§ Task directions
Looking through the records below, please work out how many lines contain "sandy". Give only that number.

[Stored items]

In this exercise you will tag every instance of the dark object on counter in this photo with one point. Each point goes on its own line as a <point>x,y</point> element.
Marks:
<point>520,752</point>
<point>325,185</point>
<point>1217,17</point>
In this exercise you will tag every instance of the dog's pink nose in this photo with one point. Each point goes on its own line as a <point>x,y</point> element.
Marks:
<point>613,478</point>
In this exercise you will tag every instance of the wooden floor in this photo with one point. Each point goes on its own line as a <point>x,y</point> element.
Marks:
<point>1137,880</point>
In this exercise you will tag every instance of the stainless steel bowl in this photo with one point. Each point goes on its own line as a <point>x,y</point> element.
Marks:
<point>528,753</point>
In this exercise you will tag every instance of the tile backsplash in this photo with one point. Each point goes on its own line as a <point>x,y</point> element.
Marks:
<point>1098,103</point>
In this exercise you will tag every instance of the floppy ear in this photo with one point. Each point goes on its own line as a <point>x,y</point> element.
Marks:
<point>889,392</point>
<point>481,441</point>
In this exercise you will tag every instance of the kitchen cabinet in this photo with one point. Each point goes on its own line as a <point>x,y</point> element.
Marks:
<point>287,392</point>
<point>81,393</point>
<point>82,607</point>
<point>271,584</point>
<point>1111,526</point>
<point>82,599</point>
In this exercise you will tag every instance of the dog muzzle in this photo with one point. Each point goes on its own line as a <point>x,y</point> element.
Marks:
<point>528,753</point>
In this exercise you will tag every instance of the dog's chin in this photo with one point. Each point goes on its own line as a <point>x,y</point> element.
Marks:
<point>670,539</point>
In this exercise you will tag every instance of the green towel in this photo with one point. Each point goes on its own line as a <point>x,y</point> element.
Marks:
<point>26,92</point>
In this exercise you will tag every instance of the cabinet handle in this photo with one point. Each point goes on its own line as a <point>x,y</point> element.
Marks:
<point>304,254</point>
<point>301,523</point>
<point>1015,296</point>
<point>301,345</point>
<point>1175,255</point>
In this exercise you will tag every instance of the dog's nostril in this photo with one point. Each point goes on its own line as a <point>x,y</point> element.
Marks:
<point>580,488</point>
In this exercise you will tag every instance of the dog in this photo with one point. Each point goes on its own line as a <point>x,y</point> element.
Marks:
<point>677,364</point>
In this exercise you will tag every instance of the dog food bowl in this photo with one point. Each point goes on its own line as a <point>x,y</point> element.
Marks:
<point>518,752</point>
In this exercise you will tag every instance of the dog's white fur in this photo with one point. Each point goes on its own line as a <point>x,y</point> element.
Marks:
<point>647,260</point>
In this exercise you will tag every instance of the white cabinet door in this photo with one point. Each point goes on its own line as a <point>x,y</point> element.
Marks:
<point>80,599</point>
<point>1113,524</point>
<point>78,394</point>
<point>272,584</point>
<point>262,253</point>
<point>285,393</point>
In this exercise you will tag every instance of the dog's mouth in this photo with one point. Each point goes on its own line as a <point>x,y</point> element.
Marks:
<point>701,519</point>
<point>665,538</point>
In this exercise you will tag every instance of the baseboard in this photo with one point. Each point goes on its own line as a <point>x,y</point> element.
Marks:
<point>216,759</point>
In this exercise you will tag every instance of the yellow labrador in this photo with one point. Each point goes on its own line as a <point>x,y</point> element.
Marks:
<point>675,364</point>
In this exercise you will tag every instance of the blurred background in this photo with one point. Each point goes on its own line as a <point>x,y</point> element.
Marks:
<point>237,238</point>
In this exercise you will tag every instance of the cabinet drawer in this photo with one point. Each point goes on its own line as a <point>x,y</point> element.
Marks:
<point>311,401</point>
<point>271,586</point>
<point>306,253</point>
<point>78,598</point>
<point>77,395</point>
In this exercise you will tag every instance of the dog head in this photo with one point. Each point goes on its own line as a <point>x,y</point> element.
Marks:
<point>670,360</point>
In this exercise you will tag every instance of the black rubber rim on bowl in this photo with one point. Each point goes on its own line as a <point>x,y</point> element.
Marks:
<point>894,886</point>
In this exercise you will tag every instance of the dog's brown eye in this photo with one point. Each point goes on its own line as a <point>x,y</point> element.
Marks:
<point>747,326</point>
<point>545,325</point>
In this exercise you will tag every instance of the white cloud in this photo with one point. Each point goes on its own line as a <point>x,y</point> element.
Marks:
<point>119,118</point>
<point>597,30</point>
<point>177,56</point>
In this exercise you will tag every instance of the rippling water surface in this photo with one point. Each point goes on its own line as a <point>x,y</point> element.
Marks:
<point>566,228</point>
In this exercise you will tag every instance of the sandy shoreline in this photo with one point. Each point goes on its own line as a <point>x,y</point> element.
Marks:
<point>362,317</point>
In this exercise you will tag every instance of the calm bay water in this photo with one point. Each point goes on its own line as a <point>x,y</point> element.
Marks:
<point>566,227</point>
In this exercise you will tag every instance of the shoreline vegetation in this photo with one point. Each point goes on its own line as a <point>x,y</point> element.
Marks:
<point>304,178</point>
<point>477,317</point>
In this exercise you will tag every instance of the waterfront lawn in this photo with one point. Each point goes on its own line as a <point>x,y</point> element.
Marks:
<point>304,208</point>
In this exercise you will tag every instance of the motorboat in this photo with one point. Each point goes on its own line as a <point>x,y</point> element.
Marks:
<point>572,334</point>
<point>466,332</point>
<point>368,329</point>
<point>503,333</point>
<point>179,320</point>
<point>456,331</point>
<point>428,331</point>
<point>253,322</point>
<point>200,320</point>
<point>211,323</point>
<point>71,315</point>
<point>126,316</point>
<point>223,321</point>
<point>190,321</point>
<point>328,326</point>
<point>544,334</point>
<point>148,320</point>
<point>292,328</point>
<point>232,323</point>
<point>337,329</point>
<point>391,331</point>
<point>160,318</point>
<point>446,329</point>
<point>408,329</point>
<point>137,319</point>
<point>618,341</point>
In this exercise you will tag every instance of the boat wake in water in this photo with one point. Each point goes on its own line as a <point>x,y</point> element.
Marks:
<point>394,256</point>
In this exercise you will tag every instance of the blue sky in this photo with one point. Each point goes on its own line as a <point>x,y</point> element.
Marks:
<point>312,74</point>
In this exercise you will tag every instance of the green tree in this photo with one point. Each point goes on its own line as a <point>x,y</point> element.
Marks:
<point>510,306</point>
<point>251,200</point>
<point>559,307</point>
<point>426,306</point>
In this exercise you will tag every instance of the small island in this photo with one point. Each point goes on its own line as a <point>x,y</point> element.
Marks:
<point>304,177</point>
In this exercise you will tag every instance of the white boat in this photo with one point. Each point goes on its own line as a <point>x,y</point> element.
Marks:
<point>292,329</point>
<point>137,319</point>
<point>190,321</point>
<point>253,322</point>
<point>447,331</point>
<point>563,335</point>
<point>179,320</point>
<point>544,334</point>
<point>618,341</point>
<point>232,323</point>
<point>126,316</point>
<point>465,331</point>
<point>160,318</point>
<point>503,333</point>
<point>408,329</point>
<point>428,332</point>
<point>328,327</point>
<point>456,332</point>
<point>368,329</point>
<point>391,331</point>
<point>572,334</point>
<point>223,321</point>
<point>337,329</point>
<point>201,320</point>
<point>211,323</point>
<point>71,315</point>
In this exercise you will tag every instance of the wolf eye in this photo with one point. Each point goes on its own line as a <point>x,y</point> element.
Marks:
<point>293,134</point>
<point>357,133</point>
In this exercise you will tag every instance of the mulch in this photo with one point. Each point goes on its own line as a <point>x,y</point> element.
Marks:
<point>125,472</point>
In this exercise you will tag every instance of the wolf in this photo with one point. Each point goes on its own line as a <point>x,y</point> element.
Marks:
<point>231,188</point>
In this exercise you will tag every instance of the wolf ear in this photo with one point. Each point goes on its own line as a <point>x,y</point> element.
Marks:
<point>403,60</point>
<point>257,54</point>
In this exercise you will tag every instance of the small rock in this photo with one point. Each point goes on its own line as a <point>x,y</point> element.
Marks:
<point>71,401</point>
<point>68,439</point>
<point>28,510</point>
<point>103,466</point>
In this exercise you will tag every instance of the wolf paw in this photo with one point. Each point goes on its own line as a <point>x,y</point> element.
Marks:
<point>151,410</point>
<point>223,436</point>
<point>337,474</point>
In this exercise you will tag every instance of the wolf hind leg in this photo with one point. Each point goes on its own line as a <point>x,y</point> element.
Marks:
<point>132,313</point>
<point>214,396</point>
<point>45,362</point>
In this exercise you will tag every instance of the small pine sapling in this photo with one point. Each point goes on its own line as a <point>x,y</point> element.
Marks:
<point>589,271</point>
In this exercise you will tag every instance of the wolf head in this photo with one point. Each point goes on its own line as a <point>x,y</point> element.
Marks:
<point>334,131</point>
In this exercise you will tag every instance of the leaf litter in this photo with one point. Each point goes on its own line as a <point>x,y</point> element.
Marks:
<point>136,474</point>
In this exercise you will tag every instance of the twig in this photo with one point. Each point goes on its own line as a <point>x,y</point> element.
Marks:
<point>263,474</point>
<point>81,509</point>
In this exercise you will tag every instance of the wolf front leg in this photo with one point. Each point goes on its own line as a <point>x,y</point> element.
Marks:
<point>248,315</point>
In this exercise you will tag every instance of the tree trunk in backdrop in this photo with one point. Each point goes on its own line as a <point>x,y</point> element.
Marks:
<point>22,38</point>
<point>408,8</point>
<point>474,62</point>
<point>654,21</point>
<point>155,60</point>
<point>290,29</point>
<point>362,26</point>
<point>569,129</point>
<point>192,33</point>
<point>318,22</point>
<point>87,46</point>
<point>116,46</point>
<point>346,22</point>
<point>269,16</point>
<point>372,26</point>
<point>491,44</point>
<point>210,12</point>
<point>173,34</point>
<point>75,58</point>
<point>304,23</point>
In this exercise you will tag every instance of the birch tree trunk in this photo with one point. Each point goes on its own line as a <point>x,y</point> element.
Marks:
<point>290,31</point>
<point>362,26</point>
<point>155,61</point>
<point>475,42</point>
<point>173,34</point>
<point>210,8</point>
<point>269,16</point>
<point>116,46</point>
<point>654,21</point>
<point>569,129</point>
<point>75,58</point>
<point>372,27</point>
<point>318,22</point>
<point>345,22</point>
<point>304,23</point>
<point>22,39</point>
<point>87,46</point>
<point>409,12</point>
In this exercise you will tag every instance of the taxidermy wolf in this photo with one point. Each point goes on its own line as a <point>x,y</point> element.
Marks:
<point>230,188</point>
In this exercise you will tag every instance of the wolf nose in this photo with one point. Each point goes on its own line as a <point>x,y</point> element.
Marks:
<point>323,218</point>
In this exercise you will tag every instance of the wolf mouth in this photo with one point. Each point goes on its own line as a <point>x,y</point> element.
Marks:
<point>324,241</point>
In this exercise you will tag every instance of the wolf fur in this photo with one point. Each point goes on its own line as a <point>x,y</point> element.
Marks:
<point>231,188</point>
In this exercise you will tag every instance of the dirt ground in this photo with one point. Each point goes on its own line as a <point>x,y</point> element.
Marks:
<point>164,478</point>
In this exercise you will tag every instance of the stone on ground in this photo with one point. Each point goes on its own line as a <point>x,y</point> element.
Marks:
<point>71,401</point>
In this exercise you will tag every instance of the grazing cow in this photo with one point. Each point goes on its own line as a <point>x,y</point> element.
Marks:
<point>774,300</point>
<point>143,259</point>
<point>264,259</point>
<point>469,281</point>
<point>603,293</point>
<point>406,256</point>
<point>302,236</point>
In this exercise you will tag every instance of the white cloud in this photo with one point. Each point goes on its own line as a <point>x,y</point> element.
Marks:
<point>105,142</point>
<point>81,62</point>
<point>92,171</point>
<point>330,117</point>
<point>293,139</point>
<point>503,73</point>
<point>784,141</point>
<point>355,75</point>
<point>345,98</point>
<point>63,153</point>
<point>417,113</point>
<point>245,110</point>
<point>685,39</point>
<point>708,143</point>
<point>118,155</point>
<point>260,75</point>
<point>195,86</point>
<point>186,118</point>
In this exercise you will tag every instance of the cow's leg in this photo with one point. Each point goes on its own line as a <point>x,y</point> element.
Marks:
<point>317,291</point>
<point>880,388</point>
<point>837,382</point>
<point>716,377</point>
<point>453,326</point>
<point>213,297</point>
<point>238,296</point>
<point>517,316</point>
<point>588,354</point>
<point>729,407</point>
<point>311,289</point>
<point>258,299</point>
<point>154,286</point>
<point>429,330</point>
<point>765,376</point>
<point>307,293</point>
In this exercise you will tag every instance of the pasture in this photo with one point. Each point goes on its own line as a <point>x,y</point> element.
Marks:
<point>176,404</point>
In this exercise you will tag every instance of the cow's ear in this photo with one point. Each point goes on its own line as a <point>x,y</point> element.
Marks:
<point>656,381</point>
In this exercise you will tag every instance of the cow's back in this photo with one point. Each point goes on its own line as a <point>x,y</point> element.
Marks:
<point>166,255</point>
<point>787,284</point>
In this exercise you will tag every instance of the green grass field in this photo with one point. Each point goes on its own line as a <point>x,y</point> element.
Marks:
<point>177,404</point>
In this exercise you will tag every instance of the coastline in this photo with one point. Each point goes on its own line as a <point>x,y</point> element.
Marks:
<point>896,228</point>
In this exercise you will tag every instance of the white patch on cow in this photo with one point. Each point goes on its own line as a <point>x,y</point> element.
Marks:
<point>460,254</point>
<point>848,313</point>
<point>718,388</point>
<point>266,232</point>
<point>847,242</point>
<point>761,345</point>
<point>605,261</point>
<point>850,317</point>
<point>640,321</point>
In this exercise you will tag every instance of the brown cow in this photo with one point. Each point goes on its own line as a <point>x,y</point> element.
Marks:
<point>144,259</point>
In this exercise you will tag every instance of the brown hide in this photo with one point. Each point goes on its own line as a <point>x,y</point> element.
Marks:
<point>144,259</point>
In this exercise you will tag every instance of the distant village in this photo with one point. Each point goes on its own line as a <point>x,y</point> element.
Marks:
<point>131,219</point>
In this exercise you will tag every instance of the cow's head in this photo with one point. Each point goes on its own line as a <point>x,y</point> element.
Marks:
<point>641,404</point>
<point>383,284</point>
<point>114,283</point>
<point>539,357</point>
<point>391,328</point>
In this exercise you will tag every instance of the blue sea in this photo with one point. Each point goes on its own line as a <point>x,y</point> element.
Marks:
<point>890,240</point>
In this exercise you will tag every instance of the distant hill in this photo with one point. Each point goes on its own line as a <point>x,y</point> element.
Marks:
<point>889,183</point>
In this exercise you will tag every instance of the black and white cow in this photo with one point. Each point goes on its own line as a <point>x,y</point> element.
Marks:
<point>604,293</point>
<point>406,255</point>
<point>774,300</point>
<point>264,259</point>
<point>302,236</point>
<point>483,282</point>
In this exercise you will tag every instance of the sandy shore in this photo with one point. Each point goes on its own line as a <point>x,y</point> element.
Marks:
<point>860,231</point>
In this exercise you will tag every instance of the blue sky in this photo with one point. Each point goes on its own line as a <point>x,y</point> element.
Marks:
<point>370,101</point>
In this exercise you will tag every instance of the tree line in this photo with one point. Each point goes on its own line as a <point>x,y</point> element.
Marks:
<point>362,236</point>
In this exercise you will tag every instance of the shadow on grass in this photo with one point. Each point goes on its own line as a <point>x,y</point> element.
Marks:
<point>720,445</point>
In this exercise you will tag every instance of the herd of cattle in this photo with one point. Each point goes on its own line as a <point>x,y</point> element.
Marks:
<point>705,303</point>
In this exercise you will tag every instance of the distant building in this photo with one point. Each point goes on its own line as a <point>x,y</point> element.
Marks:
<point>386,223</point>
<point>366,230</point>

§ Answer space
2